In certain applications, it is important to identify one or more object(s) and determine the trajectory of each object. In aerospace applications, for example, this may be an important input for software such as auto-taxi software used for automating the taxiing of aircraft on a runway. In this application, trajectory information may be used to prevent collisions between taxiing aircraft and objects on the runway. Objects on the runway could include, for example, other aircraft, airport vehicles, movable airport infrastructure (e.g., aircraft stairs, baggage handling equipment or the like), drones (e.g., unauthorised drones), general detritus, animals, people (e.g., personnel or intruders) or the like.
Existing systems for object identification and trajectory determination may perform well when identifying an object or when determining an object's trajectory, but rarely perform well at both tasks. By way of example, systems that use Red Green Blue (RGB) images, such as those captured using RGB (e.g., photographic or videographic) cameras, may identify objects with a relatively high degree of accuracy. However, these systems tend to perform relatively poorly when used to determine an object's trajectory.
According to a first aspect, the disclosure provides a method for identifying objects and determining their trajectories including analyzing an image frame to identify an object, creating a bounding box around the object, filtering event data based on the position of the bounding box so as to have filtered event data for the object, and analyzing the filtered event data to determine a trajectory of the object.

# # # # #

Stated exercise 1 — Copy out the stretch of the object-tracking passage from "According to a" through "of the object.".
Stated exercise 2 —
Answer these questions from the object-tracking passage:
(a) What aerospace software is given as an example that may use trajectory information?
(b) At what task do systems using RGB images tend to perform relatively poorly?
(c) In the first aspect, what is the event data filtered on?

# # # # #

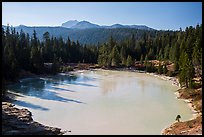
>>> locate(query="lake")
[8,70,192,135]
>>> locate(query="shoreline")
[90,68,202,135]
[3,68,202,135]
[2,101,66,135]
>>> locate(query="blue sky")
[2,2,202,30]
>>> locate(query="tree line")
[2,24,202,87]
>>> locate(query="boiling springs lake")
[8,70,192,135]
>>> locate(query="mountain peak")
[62,20,79,28]
[62,20,154,30]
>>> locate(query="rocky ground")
[162,88,202,135]
[2,102,64,135]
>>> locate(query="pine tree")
[126,55,133,67]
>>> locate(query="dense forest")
[2,24,202,90]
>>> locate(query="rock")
[2,102,65,135]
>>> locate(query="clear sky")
[2,2,202,30]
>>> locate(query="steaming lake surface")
[8,70,192,135]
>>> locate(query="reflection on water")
[5,71,192,134]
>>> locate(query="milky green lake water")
[8,70,192,135]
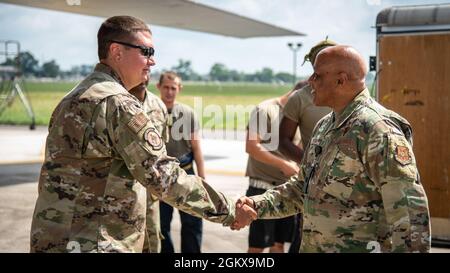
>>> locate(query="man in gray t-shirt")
[280,39,336,253]
[246,84,300,253]
[157,72,205,253]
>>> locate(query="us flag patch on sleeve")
[127,112,149,134]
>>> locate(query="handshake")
[230,196,258,230]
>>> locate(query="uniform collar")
[332,88,370,129]
[94,63,125,87]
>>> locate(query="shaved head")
[316,45,367,82]
[308,45,367,112]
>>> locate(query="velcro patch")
[395,145,412,165]
[144,128,163,151]
[127,112,149,134]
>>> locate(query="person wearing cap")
[280,38,336,253]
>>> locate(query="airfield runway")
[0,126,450,253]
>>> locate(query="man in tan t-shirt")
[157,71,205,253]
[246,84,300,253]
[280,39,336,253]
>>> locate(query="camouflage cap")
[302,36,337,65]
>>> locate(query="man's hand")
[230,196,258,230]
[281,161,300,177]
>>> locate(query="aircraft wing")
[0,0,305,38]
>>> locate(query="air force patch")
[144,128,163,151]
[127,112,149,134]
[395,145,412,165]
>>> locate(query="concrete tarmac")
[0,126,450,253]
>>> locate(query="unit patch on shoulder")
[127,112,149,134]
[395,145,412,165]
[144,128,163,151]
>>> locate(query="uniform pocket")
[322,149,363,202]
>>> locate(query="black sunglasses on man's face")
[110,40,155,58]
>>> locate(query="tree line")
[0,51,293,83]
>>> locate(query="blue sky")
[0,0,442,75]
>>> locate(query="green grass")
[0,82,290,130]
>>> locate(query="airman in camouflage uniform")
[238,46,431,252]
[130,82,168,253]
[30,16,248,252]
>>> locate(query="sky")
[0,0,442,76]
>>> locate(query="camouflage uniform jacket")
[142,92,168,253]
[253,89,431,252]
[30,64,234,252]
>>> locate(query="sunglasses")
[110,40,155,58]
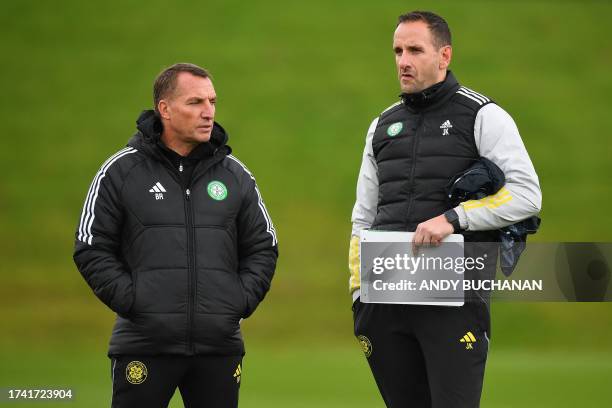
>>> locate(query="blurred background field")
[0,0,612,408]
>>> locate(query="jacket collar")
[400,71,459,111]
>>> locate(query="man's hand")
[412,214,455,256]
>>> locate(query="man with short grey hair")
[74,64,278,408]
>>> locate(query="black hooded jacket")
[74,111,278,355]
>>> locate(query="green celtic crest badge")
[206,180,227,201]
[387,122,404,137]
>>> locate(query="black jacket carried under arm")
[74,111,278,355]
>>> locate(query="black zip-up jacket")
[74,111,278,355]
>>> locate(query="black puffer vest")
[372,71,496,242]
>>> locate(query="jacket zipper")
[406,114,424,230]
[179,151,223,354]
[185,188,197,353]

# # # # #

Complete output 1 —
According to a first aspect, the disclosure provides a method for identifying objects and determining their trajectories including analyzing an image frame to identify an object, creating a bounding box around the object, filtering event data based on the position of the bounding box so as to have filtered event data for the object, and analyzing the filtered event data to determine a trajectory of the object.

Complete output 2 —
(a) Auto-taxi software, used for automating the taxiing of aircraft on a runway.
(b) Determining an object's trajectory.
(c) The position of the bounding box.